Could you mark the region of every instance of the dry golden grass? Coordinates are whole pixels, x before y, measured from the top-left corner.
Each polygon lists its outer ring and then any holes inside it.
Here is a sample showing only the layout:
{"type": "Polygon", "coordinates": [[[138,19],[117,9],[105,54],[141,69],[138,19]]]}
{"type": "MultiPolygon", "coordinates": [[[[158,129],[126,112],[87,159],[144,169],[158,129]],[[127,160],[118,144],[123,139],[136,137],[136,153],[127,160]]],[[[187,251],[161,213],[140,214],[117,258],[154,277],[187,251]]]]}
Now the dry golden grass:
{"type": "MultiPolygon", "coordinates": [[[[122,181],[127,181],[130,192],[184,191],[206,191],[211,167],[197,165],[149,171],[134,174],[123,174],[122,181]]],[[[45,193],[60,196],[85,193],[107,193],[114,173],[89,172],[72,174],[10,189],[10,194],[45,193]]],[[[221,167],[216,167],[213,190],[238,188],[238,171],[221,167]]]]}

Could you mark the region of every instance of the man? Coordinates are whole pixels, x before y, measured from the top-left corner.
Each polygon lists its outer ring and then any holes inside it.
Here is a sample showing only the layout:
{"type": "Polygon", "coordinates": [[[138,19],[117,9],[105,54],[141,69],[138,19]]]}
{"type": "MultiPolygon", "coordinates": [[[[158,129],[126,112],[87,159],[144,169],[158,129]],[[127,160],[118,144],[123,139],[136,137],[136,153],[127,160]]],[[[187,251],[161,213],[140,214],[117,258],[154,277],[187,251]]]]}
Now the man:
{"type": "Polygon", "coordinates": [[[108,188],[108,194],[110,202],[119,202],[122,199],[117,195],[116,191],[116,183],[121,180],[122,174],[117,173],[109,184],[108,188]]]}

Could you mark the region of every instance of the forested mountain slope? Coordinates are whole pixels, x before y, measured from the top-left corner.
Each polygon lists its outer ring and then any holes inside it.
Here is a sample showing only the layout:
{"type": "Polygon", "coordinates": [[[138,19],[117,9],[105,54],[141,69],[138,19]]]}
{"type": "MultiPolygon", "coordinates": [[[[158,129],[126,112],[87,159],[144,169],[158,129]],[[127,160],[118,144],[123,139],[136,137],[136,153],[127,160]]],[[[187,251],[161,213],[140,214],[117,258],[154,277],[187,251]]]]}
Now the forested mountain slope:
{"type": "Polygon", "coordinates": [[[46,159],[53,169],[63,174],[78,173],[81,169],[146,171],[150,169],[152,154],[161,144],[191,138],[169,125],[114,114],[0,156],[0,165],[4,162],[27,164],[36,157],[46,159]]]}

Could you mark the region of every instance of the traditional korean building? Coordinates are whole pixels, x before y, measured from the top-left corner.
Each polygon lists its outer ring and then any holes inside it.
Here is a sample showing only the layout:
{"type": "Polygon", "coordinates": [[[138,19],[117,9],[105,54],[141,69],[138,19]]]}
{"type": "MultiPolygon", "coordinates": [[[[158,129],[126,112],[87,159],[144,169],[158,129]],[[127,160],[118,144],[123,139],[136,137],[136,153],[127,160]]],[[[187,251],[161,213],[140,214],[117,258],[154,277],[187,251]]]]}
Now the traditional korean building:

Exercise details - Send back every record, precisely as written.

Written solution -
Could you mark the region of every instance of the dry golden grass? Coordinates are whole pixels, x before y, measured from the top-left corner.
Each polygon lists its outer ring and then any holes inside it.
Here is a sample showing only the layout:
{"type": "Polygon", "coordinates": [[[138,19],[117,9],[105,54],[141,69],[138,19]]]}
{"type": "MultiPolygon", "coordinates": [[[[158,129],[126,112],[87,159],[144,169],[158,129]],[[127,160],[118,144],[123,139],[136,137],[136,153],[127,160]]],[[[187,251],[161,213],[140,214],[117,258],[154,277],[187,251]]]]}
Now the dry golden grass:
{"type": "MultiPolygon", "coordinates": [[[[122,181],[127,181],[130,192],[184,191],[206,191],[211,167],[197,165],[149,171],[134,174],[123,174],[122,181]]],[[[45,193],[60,196],[85,193],[107,193],[114,173],[89,172],[72,174],[10,189],[10,194],[45,193]]],[[[221,167],[216,167],[213,190],[238,188],[238,171],[221,167]]]]}

Could you mark the region of every instance of the man? Coordinates are whole pixels, x before y, measured from the top-left corner.
Each polygon lists its outer ring and then any holes inside it.
Here is a sample showing only the layout:
{"type": "Polygon", "coordinates": [[[138,19],[117,9],[105,54],[141,69],[138,19]]]}
{"type": "MultiPolygon", "coordinates": [[[[158,129],[126,112],[87,159],[144,169],[158,129]],[[127,160],[118,144],[123,139],[136,137],[136,153],[127,160]]],[[[187,251],[161,213],[140,214],[117,258],[154,277],[187,251]]]]}
Now the man:
{"type": "Polygon", "coordinates": [[[108,188],[108,194],[110,202],[119,202],[122,199],[117,195],[116,191],[116,183],[121,180],[122,174],[117,173],[109,184],[108,188]]]}

Could you mark the region of every instance of the forested mountain slope? Coordinates are whole pixels, x before y, measured from the top-left corner.
Each polygon lists its outer ring and then any holes inside it.
Here is a sample showing only the layout:
{"type": "Polygon", "coordinates": [[[138,19],[117,9],[105,54],[141,69],[138,19]]]}
{"type": "MultiPolygon", "coordinates": [[[[158,129],[126,112],[87,159],[144,169],[158,129]],[[127,160],[118,144],[123,139],[136,137],[136,153],[127,160]]],[[[187,251],[161,213],[140,214],[117,258],[154,277],[187,251]]]]}
Now the forested mountain slope:
{"type": "Polygon", "coordinates": [[[46,159],[53,169],[63,174],[78,173],[81,169],[146,171],[150,169],[152,154],[161,144],[191,138],[169,125],[114,114],[0,156],[0,165],[4,162],[27,164],[36,157],[46,159]]]}

Could you mark the region of every instance of the traditional korean building? Coordinates are whole pixels, x before y, measured from the top-left corner.
Each polygon lists its outer ring and then any holes inside it.
Here is a sample showing only the layout:
{"type": "Polygon", "coordinates": [[[138,19],[117,9],[105,54],[141,69],[138,19]]]}
{"type": "MultiPolygon", "coordinates": [[[[158,129],[126,112],[87,159],[144,169],[158,129]],[[127,160],[118,144],[123,139],[136,137],[136,153],[127,160]]],[[[187,251],[161,213],[140,214],[117,258],[154,277],[187,251]]]]}
Now the traditional korean building:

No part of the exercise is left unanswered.